■ **VOTRE TÂCHE**:
Veuillez reproduire à l'identique chaque ligne des enregistrements ci-dessous, du premier au dernier.
========
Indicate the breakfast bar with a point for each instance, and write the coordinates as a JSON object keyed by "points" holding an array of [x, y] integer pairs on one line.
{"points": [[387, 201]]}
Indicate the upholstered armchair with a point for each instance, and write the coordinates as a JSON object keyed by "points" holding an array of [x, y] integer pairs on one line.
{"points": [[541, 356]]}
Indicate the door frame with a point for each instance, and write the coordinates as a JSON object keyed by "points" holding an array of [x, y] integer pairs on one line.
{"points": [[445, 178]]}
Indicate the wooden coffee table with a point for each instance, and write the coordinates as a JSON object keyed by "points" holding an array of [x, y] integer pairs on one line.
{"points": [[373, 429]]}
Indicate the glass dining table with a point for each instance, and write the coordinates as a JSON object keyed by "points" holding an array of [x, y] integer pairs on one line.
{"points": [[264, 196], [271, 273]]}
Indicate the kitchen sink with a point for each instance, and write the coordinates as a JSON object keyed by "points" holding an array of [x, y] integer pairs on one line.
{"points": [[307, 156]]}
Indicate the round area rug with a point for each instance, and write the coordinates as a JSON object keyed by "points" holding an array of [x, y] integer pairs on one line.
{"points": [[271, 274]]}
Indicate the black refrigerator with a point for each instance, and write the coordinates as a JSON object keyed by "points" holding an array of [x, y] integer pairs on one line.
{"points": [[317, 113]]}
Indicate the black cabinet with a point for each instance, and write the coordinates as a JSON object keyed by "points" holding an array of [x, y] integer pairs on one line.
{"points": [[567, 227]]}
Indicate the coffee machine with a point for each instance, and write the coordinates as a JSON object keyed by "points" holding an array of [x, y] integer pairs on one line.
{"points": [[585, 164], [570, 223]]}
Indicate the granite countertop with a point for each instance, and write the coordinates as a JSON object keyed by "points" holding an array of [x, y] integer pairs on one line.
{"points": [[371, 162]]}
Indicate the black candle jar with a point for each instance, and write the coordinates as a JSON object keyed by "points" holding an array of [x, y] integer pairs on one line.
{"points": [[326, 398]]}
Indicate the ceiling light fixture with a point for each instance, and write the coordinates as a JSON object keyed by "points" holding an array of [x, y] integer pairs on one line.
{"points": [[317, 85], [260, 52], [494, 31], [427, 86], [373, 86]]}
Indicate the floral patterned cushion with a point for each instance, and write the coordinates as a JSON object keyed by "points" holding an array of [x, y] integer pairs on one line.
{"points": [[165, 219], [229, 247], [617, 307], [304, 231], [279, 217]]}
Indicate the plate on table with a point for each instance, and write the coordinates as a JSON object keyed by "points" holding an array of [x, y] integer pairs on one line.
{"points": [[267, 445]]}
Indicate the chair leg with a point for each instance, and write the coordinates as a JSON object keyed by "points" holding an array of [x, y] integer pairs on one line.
========
■ **RÉSULTAT ATTENDU**:
Indicate the breakfast bar with a point for each instance, and write the coordinates as a JSON object keyed by "points" holding an array of [x, y] integer pairs on one line.
{"points": [[387, 201]]}
Indicate the upholstered armchair with a point for each instance, and write the coordinates as a JSON object keyed by "points" holding an array of [x, y] integer pairs on one line.
{"points": [[541, 356]]}
Indicate the door frame with a point for each instance, and write the coordinates as a JSON object keyed by "points" holding an array of [x, y] integer pairs on one line.
{"points": [[445, 178]]}
Indicate the wooden coffee table with a point for each instance, and write the coordinates as a JSON object keyed by "points" holding an array of [x, y] integer pairs on one line.
{"points": [[373, 429]]}
Indicate the glass dining table with a point for each instance, and write the coordinates as a JSON object keyed by "points" holding an array of [x, y] integer pairs on one line.
{"points": [[264, 196], [271, 273]]}
Indicate the kitchen sink with a point for each instance, and write the coordinates as a JSON object keyed by "points" holding an array of [x, y] integer pairs on one line.
{"points": [[307, 156]]}
Indicate the round area rug with a point for each instance, and write the coordinates as a JSON object keyed by "points" holding an array of [x, y] integer pairs on one line.
{"points": [[271, 274]]}
Indicate the black refrigerator with a point for each instance, and write the coordinates as a JSON object keyed by "points" holding an array of [x, y] integer pairs on one line.
{"points": [[317, 113]]}
Indicate the black cabinet with a point for each instance, and write the coordinates as a JSON object keyed by "points" holding an array of [x, y] integer pairs on one line.
{"points": [[567, 227]]}
Indicate the coffee machine with a point for each instance, and write the coordinates as a JSON object keyed by "points" holding an array of [x, y] integer pairs on one line.
{"points": [[585, 164], [570, 223]]}
Indicate the granite countertop with a point for each instance, and write the coordinates as a JSON object keyed by "points" holding an array of [x, y] integer pairs on one line.
{"points": [[371, 162]]}
Indicate the black candle jar with a point for each instance, and write the coordinates as a JSON object keyed by "points" holding an array of [x, y] integer pairs on one line.
{"points": [[326, 398]]}
Indicate the ceiling light fixture with a point for each instance, and write the coordinates as a JSON object keyed by "points" holding an array of [x, y] integer pairs on one line.
{"points": [[317, 85], [260, 52], [494, 31], [427, 86], [373, 86]]}
Indicate the floral patterned cushion with a point for each instance, and write the coordinates as a JSON object keyed by "points" holding an array of [x, y] integer pairs on one line.
{"points": [[165, 219], [229, 247], [617, 307], [304, 231], [279, 217]]}
Indicate the plate on table with a point for each instance, and write the coordinates as a JSON object keyed by "points" holding an array of [x, y] integer pairs on one line.
{"points": [[267, 445]]}
Indicate the chair leg with a point for each instance, and write the coordinates as a JSON object keyed by "points" holding an array of [x, y] integer pairs on one line.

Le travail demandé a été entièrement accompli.